(Extracted records)
★ ★ ★

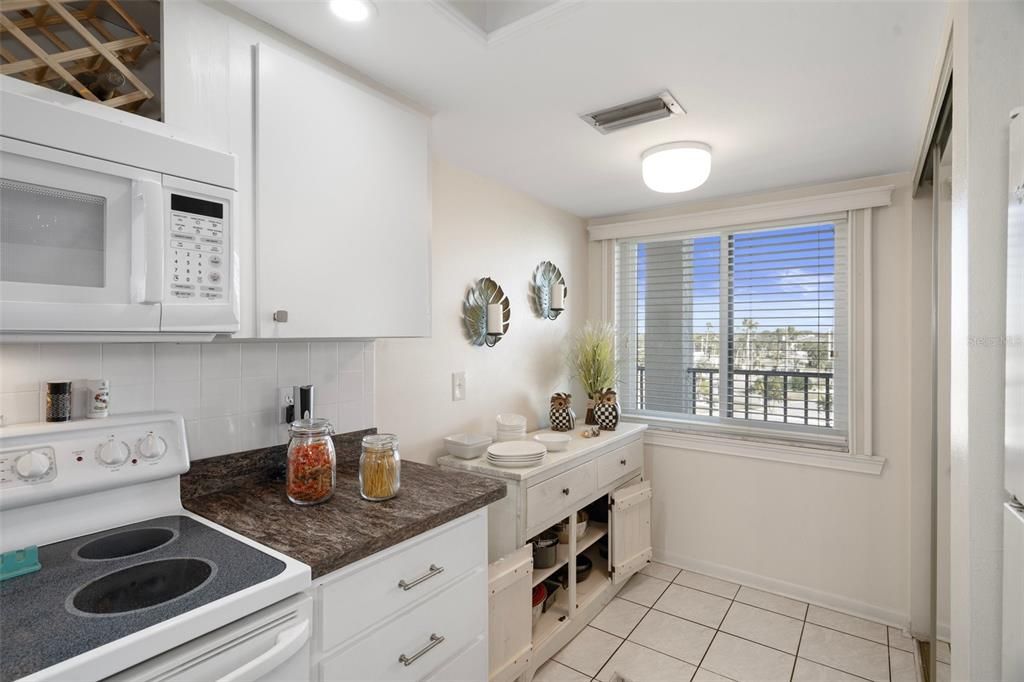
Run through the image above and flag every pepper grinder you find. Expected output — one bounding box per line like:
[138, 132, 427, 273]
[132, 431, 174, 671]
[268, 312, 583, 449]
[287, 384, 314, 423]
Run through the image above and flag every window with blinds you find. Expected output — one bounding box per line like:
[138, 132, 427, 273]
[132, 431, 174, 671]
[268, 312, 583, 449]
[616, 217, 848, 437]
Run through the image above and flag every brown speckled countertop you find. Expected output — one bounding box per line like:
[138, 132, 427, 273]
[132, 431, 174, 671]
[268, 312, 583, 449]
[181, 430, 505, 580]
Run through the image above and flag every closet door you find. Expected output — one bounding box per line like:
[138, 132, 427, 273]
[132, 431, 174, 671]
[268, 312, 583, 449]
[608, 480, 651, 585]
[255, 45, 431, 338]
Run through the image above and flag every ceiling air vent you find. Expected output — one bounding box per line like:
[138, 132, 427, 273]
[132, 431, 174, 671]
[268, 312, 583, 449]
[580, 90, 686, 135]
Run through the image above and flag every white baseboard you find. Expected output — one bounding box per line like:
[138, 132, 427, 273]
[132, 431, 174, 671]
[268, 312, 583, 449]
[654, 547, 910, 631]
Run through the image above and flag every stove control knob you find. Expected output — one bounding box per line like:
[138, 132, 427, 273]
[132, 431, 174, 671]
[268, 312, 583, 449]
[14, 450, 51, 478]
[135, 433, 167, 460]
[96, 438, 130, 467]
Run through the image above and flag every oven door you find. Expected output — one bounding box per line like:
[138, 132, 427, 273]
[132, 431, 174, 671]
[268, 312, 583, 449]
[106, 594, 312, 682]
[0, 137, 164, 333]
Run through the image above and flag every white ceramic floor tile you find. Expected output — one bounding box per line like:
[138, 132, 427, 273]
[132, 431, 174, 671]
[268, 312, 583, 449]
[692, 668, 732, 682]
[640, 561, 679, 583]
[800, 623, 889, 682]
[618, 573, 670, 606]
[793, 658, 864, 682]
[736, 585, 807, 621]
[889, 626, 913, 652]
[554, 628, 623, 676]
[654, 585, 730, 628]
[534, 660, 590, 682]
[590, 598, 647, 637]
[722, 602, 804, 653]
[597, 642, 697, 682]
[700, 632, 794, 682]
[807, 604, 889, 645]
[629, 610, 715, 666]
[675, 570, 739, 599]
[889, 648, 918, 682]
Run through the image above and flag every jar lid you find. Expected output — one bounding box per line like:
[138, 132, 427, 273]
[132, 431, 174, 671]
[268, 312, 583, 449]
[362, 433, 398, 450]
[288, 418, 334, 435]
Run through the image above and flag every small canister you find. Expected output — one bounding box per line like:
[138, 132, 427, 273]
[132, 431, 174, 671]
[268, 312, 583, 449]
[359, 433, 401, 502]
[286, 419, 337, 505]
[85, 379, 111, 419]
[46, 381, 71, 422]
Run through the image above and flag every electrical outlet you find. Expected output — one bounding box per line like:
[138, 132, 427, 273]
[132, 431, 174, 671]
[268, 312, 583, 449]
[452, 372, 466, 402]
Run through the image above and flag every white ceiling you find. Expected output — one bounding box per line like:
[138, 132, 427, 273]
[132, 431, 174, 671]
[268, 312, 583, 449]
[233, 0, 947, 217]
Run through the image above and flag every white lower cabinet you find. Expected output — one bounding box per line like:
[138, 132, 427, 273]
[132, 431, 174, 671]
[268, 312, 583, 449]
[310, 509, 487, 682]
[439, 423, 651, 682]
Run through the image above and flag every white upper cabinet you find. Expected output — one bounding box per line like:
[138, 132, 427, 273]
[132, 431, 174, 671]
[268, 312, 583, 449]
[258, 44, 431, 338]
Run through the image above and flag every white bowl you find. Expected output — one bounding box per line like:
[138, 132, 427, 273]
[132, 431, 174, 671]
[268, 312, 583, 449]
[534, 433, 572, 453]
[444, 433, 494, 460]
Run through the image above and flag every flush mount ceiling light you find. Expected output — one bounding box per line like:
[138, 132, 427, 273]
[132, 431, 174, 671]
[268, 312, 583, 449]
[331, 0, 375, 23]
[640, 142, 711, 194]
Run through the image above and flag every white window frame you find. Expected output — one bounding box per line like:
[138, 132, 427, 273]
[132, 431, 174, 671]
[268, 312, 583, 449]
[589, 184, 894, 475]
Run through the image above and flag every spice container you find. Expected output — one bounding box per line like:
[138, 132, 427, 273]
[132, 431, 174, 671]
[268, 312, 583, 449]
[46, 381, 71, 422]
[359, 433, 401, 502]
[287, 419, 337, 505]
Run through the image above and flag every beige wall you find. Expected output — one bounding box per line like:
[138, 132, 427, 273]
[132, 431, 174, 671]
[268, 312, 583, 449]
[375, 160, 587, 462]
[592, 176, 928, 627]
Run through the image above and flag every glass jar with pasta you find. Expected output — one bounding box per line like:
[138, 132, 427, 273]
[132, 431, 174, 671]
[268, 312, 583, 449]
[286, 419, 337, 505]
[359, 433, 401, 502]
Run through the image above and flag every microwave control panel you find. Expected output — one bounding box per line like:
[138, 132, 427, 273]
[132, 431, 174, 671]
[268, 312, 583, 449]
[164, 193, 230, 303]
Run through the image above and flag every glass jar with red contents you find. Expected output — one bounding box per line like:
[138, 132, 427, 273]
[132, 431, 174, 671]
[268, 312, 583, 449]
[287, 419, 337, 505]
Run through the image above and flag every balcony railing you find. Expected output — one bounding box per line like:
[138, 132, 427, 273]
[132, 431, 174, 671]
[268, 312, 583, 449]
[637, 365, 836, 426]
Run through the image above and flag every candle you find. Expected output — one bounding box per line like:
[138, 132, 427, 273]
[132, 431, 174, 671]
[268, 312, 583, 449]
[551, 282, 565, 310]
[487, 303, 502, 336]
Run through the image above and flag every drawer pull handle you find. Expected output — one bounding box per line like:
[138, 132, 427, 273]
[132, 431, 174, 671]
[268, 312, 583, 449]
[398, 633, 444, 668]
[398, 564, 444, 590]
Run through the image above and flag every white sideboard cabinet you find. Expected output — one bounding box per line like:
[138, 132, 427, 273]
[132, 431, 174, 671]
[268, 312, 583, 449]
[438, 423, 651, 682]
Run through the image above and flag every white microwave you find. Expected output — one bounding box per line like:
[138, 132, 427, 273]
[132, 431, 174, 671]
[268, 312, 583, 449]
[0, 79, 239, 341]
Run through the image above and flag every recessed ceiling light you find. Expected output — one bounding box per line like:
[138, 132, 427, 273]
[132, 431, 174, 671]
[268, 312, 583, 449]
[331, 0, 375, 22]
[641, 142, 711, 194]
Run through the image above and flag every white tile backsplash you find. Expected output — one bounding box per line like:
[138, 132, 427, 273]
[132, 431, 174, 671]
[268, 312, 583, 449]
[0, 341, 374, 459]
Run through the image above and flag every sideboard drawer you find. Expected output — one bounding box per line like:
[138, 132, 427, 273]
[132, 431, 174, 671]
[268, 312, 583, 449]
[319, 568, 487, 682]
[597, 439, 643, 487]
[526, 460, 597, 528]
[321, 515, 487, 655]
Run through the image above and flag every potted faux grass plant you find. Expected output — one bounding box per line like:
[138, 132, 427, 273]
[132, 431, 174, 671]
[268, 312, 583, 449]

★ ★ ★

Revise the lines above, replacing "Run through" with "Look over" wherever it occurs and changing nothing else. Leave the pictures out of your answer.

Look over the image above and flag every pepper grinder you find. Expected output — one bounding box per line like:
[138, 132, 427, 273]
[132, 431, 174, 671]
[268, 312, 583, 449]
[287, 384, 314, 423]
Look over the image above and flag every window with blinds you find. Expected output — one bounding box per line like:
[138, 132, 427, 273]
[132, 431, 174, 671]
[268, 312, 583, 449]
[616, 217, 848, 437]
Look over the image above and flag every brown speckled countertop you find. Expected output — one bounding box per line like:
[138, 132, 427, 273]
[132, 431, 174, 671]
[268, 312, 583, 449]
[181, 430, 505, 580]
Look over the image above and flag every closet door you find. Expected output — one bounding box per line like:
[138, 132, 427, 273]
[132, 431, 174, 671]
[268, 312, 583, 449]
[608, 480, 651, 585]
[255, 45, 431, 338]
Look over the image above and flag every ceiling air vent you find. Expected output — one bounding box per line like:
[138, 132, 427, 273]
[132, 431, 174, 671]
[268, 312, 583, 449]
[580, 90, 686, 135]
Look over the image above and flag every white baseboard you find. Expected output — one bounding box per line like:
[138, 132, 427, 273]
[132, 431, 174, 671]
[268, 312, 583, 449]
[654, 547, 910, 631]
Look over the image above and flag every stove control knob you find. Expected output — one bounding box per line like:
[138, 132, 427, 273]
[132, 431, 174, 671]
[268, 312, 583, 449]
[14, 450, 51, 478]
[135, 433, 167, 460]
[96, 438, 130, 467]
Look over the image above and flag every oven door you find. Expected output — one bounding box per line like:
[138, 132, 427, 273]
[132, 431, 174, 671]
[268, 312, 583, 449]
[106, 594, 312, 682]
[0, 137, 164, 333]
Look over the image above and flag every white ceramic floor tile you find. Expected output — one bounding box per line like:
[138, 132, 427, 273]
[132, 431, 174, 671]
[268, 312, 583, 449]
[692, 668, 732, 682]
[640, 561, 679, 583]
[800, 623, 889, 682]
[618, 573, 670, 606]
[793, 658, 864, 682]
[736, 585, 807, 621]
[889, 626, 913, 652]
[554, 628, 623, 676]
[654, 585, 730, 628]
[534, 660, 590, 682]
[590, 598, 647, 637]
[722, 602, 804, 653]
[597, 642, 697, 682]
[700, 632, 794, 682]
[807, 604, 889, 645]
[629, 610, 715, 666]
[675, 570, 739, 599]
[889, 648, 918, 682]
Look over the image above and flag every jar lid you find. Expected output — one bounding box per line like:
[138, 132, 427, 273]
[132, 431, 174, 671]
[268, 312, 583, 449]
[362, 433, 398, 450]
[288, 418, 334, 435]
Look over the image above and flag every small canister you find. Expected output — one bounding box per line like:
[138, 132, 427, 273]
[132, 431, 174, 671]
[268, 312, 583, 449]
[359, 433, 401, 502]
[286, 419, 337, 505]
[85, 379, 111, 419]
[46, 381, 71, 422]
Look over the image above and flag every electrical outlet you find. Expected output — one bounding box per line like:
[138, 132, 427, 273]
[132, 431, 174, 671]
[268, 312, 583, 449]
[452, 372, 466, 402]
Look over the image above and flag every white ceiling you find. Expected output — one bounding box per line like:
[138, 132, 427, 273]
[132, 431, 174, 671]
[268, 312, 583, 449]
[233, 0, 947, 217]
Look over the image above and flag every white lower cabinet you find. Expected output — one bounding box per line like:
[138, 132, 427, 273]
[132, 431, 174, 671]
[268, 312, 583, 449]
[310, 509, 487, 682]
[439, 423, 651, 682]
Look over the image above and flag every white upper cabinet you find. Expected output — one bounding box per line like:
[138, 132, 427, 273]
[132, 431, 174, 671]
[268, 312, 583, 449]
[258, 44, 431, 338]
Look over the image above and flag every white bowl you find. Expected output — one bounding box per line like:
[138, 132, 427, 273]
[132, 431, 174, 671]
[268, 312, 583, 449]
[534, 433, 572, 453]
[444, 433, 494, 460]
Look over the image above and flag every flush mount ceiling light you find. Expected output — one bounding box per line like:
[138, 132, 427, 273]
[132, 431, 174, 671]
[268, 312, 583, 449]
[331, 0, 375, 23]
[640, 142, 711, 194]
Look over the image above and flag every white window frame you find. Expected output — one bounding box per line like:
[138, 132, 427, 273]
[132, 431, 174, 671]
[268, 312, 583, 449]
[589, 184, 894, 475]
Look over the image above and flag every spice container you find. Expected output — one bounding box per line like:
[138, 132, 427, 273]
[132, 431, 174, 671]
[268, 312, 583, 449]
[46, 381, 71, 422]
[359, 433, 401, 502]
[287, 419, 337, 505]
Look over the image above and flag every beige wall you find. Expected output — one bounding box per line like:
[138, 132, 427, 273]
[132, 431, 174, 671]
[268, 312, 583, 449]
[375, 160, 587, 462]
[592, 176, 928, 627]
Look over the image above and flag every glass jar with pasta you find. Expected output — one bounding box per line like:
[138, 132, 427, 273]
[132, 431, 174, 671]
[268, 312, 583, 449]
[286, 419, 337, 505]
[359, 433, 401, 502]
Look over the image above and flag every microwave control panel you find. Expected output — one bounding box per line like:
[138, 132, 427, 273]
[132, 431, 174, 671]
[268, 312, 583, 449]
[164, 193, 230, 303]
Look over the image above and flag every glass jar with red contents you find. Expected output — one bounding box per line like:
[138, 132, 427, 273]
[132, 431, 174, 671]
[268, 312, 583, 449]
[287, 419, 337, 505]
Look over the image above and flag every balcony railing you find. Expected output — one bounding box per line like:
[138, 132, 427, 273]
[132, 431, 174, 671]
[268, 312, 583, 449]
[637, 365, 836, 426]
Look over the image above and flag every candle you find. Expected output — one bounding box per line like:
[138, 132, 427, 273]
[132, 431, 174, 671]
[268, 312, 583, 449]
[551, 282, 565, 310]
[487, 303, 502, 336]
Look over the image above and flag every drawer pull handle you find. Expected output — one bounding box per line like:
[138, 132, 427, 273]
[132, 431, 174, 671]
[268, 312, 583, 449]
[398, 633, 444, 668]
[398, 564, 444, 590]
Look over the image above and flag every white sideboard cabinet you find. Expected output — one bounding box per line like:
[138, 132, 427, 273]
[132, 431, 174, 671]
[268, 312, 583, 449]
[438, 423, 651, 682]
Look over the image above and flag every white microwave you find. Expected output — one bounding box per line like:
[138, 132, 427, 273]
[132, 431, 174, 671]
[268, 312, 583, 449]
[0, 79, 239, 341]
Look over the image above and flag every recessed ceiling light you find. Expected output — one bounding box per line like:
[138, 132, 427, 273]
[132, 431, 174, 671]
[268, 312, 583, 449]
[331, 0, 375, 22]
[641, 142, 711, 194]
Look over the image above and flag every white tile backsplash you find. Expected output — one bounding box per line like:
[138, 132, 427, 273]
[132, 431, 174, 671]
[268, 312, 583, 449]
[0, 341, 374, 459]
Look over the image above and flag every sideboard drawer you find. Expected output — one bounding box per line like:
[138, 132, 427, 273]
[132, 431, 174, 671]
[268, 312, 583, 449]
[319, 568, 487, 682]
[597, 439, 643, 487]
[526, 460, 597, 528]
[321, 515, 487, 655]
Look over the image above and flag every potted faux grass plant you find. Expected output — one bounding box per line like:
[138, 132, 427, 273]
[132, 431, 174, 671]
[268, 312, 583, 449]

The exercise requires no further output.